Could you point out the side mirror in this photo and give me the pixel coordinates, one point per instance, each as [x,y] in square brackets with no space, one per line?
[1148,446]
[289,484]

_ _ _ _

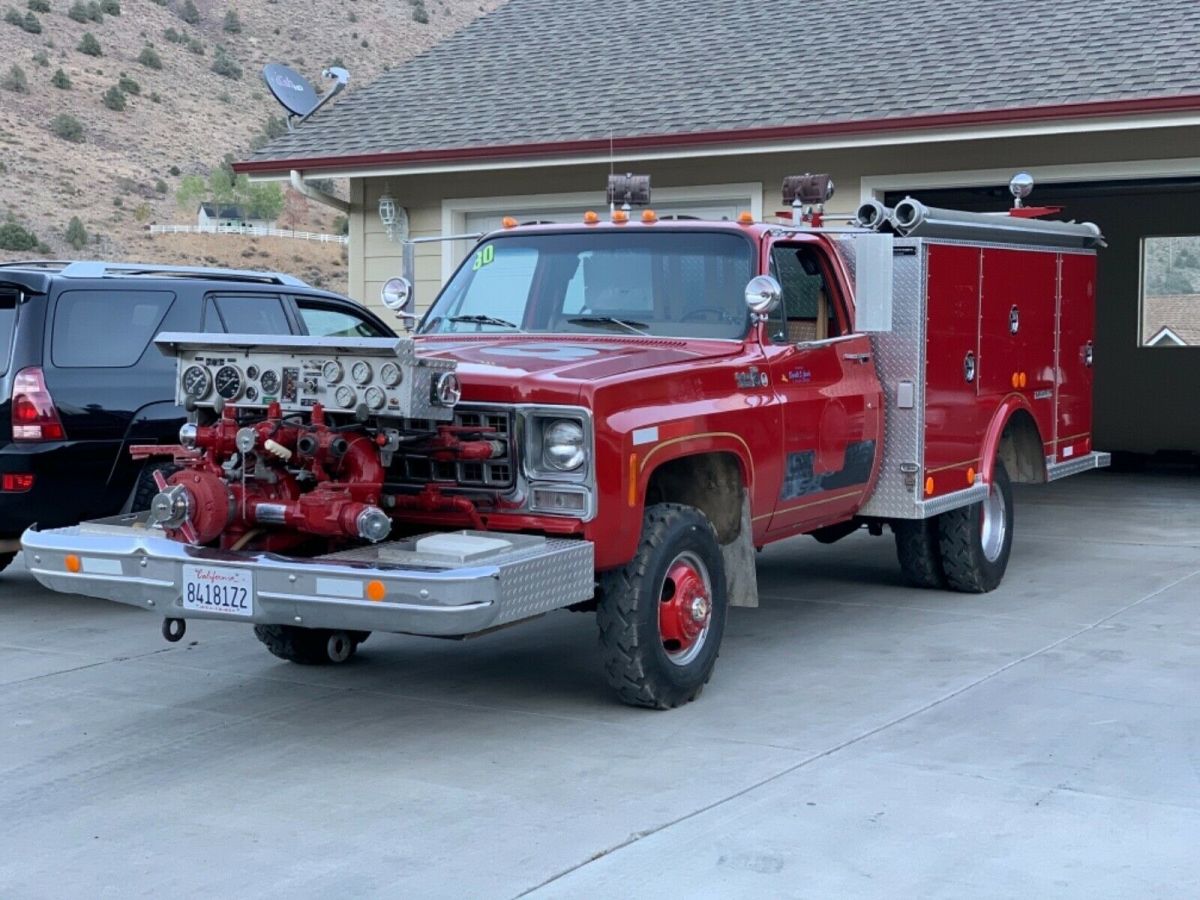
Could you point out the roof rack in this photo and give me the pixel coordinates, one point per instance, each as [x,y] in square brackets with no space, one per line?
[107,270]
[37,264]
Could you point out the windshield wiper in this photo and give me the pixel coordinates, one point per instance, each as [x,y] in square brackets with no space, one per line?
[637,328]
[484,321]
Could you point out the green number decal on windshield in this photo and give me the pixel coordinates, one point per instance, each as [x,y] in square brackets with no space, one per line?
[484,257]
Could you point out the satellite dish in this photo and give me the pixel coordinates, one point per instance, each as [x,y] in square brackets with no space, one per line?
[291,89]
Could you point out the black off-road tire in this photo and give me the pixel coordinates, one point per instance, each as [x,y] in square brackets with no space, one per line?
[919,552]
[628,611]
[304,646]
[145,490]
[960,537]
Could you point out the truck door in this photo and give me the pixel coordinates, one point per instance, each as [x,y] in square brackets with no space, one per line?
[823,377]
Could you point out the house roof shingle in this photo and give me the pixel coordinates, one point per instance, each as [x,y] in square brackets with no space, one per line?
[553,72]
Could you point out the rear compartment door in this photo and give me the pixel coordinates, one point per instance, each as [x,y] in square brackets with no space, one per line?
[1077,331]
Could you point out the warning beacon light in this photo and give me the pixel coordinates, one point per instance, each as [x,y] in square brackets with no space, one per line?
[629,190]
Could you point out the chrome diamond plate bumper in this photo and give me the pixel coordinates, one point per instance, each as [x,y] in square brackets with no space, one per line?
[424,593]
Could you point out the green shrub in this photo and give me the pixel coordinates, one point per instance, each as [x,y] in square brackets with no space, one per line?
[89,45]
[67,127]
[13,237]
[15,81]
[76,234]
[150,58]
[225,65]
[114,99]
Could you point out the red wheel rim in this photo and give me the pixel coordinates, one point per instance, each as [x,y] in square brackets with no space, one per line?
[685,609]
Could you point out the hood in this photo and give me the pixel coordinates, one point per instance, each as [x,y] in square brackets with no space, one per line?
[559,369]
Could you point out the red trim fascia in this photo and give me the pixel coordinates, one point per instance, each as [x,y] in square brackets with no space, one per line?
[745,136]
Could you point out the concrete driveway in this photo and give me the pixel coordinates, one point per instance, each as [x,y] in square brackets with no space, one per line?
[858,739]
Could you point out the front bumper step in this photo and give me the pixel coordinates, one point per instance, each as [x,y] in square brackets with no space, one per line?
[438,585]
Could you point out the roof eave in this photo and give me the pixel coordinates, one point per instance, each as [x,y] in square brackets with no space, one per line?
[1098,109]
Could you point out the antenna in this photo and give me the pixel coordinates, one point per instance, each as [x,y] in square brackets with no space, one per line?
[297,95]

_ _ _ _

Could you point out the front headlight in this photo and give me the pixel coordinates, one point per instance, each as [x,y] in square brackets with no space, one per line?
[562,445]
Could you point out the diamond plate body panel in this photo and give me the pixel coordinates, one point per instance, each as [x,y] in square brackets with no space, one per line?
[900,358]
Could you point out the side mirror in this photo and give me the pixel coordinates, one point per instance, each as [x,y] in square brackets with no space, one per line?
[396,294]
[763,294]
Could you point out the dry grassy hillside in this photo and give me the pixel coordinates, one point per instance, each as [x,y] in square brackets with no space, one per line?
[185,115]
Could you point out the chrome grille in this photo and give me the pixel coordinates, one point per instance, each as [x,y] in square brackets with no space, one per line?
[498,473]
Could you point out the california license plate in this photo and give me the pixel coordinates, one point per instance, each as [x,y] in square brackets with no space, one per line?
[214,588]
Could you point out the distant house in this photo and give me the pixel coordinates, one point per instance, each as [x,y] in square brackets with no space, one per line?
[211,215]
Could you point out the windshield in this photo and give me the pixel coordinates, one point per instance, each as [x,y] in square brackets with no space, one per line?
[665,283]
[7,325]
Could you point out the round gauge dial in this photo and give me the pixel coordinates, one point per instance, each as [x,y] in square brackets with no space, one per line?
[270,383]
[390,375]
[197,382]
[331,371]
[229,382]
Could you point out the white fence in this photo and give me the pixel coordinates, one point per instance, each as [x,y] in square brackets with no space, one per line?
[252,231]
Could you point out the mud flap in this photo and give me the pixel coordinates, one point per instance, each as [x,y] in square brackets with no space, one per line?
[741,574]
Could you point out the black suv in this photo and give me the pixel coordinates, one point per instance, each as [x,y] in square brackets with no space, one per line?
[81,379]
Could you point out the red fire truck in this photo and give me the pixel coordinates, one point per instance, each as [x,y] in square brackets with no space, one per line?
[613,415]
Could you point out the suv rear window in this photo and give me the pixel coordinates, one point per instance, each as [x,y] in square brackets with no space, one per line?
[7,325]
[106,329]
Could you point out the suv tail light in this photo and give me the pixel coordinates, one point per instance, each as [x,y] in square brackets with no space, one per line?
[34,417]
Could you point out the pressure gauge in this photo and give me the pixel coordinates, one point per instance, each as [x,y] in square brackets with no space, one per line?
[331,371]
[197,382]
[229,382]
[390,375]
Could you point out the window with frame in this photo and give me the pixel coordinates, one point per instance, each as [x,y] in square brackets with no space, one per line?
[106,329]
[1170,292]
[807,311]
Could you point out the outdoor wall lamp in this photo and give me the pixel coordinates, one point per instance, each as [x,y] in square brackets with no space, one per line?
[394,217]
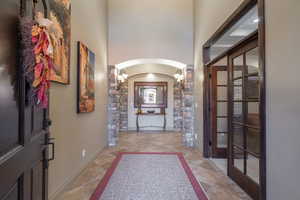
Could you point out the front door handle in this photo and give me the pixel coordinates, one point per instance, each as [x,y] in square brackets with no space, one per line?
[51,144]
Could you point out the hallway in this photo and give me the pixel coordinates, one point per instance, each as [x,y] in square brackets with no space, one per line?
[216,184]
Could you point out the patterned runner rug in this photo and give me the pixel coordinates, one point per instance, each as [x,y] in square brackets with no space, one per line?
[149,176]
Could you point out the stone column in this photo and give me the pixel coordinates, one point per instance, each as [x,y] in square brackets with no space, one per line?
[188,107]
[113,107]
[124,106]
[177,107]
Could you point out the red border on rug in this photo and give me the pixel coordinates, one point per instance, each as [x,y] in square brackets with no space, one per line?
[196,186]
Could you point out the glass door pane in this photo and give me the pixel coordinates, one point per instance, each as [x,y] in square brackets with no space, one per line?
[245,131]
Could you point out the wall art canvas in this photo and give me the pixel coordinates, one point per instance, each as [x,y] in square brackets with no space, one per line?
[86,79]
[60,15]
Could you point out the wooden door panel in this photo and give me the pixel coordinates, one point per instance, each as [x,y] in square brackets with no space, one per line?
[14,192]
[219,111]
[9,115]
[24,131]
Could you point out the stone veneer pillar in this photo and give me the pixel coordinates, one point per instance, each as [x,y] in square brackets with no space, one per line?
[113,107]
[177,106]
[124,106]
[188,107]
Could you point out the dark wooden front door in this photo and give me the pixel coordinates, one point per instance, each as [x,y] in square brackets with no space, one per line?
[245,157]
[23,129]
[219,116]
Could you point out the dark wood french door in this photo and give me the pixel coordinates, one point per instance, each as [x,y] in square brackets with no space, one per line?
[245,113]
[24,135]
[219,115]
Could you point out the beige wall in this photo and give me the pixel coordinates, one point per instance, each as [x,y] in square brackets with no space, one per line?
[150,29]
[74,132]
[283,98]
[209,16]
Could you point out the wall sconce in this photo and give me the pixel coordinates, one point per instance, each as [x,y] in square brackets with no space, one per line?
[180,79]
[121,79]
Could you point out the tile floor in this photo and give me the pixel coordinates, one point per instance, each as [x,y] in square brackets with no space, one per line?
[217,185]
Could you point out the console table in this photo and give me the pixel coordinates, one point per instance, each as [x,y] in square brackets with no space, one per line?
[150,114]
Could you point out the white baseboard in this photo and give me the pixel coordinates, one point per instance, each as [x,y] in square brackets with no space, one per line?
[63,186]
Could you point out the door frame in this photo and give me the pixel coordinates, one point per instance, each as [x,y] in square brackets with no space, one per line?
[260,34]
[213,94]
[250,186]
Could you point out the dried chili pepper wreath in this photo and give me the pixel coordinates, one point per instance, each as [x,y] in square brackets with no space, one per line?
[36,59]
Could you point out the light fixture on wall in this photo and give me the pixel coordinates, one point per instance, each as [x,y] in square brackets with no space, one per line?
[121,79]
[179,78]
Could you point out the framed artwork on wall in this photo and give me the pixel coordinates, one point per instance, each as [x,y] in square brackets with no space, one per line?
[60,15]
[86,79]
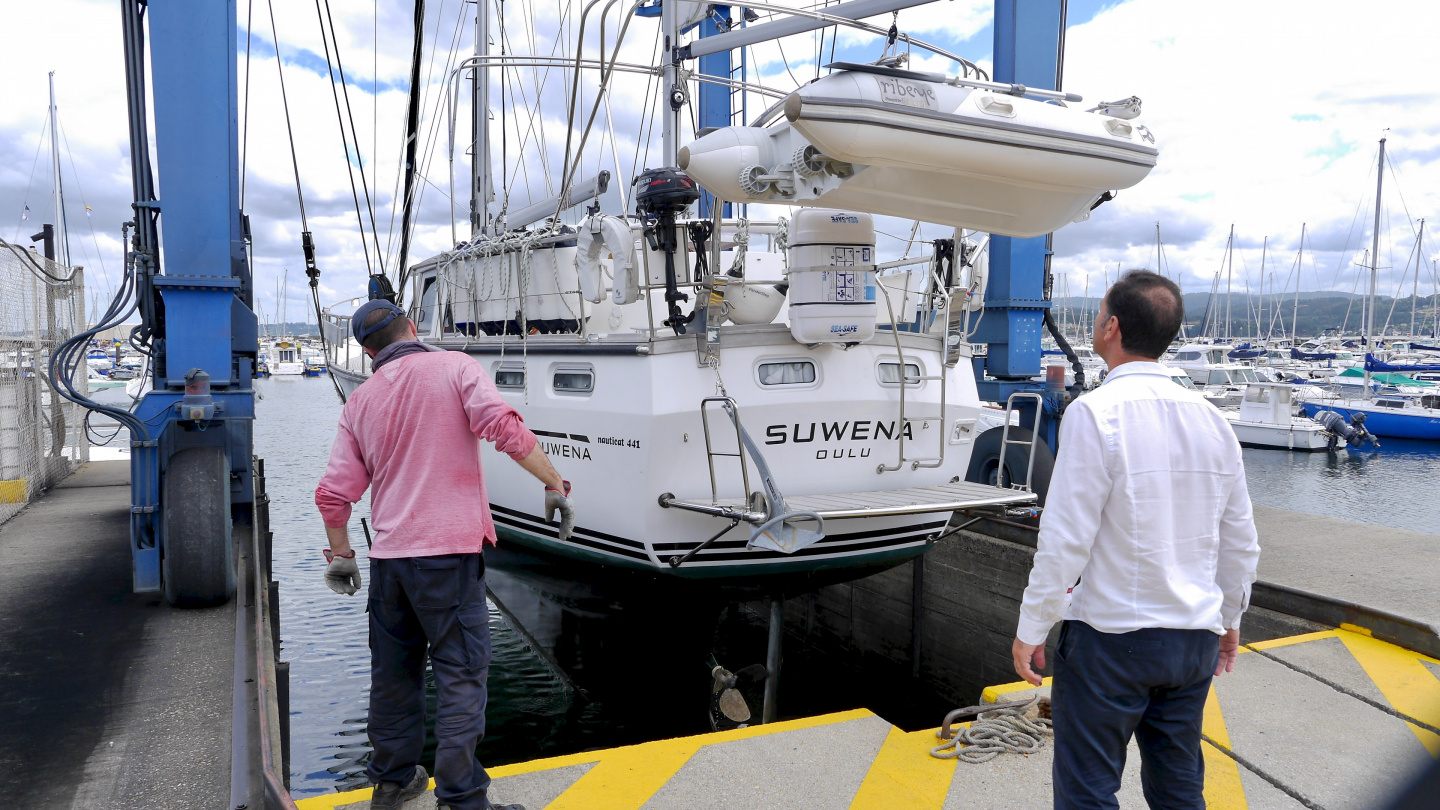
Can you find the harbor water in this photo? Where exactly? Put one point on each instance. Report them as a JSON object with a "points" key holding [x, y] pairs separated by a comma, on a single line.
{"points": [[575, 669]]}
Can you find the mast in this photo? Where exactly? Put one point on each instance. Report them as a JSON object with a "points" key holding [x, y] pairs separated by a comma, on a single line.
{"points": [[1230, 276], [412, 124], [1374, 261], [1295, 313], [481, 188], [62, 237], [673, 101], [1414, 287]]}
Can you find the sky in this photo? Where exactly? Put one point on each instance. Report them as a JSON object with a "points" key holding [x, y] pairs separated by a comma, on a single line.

_ _ _ _

Assigned task:
The reply should hold exactly the lines above, starting at the line with "Could you point out the dried" and ending at the line with "Can you find the sky", and no pictures.

Solution to this task:
Could you point out the dried chili pepper wreath in this photo and give me the pixel coordinates, one point per instance, each as [x,y] in square brackets with no space, one per line?
[36,59]
Could you point out the light fixture on wall in this photo and give me the pixel coordinates, one point per instance, each as [x,y] in square brackets with no space, one per line?
[121,79]
[179,78]
Could you point out the framed artwork on wall in this photo and give me the pixel coordinates, one point per instance, each as [x,y] in square brackets with no space, one per line?
[60,15]
[86,79]
Can you find the harbor water in this photo? Where exactly? Put one point on each instance. Report them as a JSON object with a "points" key holding [x, y] pairs separated by a comma, on a single line.
{"points": [[575, 669]]}
Can you find the mast in this photo? Where exactly? Put one point on each instance. Report them as a JSON object with a "points" key holding [x, y] pairs separated by a comma, on a single line.
{"points": [[1230, 276], [412, 124], [1374, 261], [1295, 313], [481, 188], [62, 237], [673, 101], [1414, 287]]}
Can you find the sky in this photo? Where exactly? Put one point on each instance. Report them as a JSON object with a "points" key holding [x, y] pairs separated by a comma, on a single line.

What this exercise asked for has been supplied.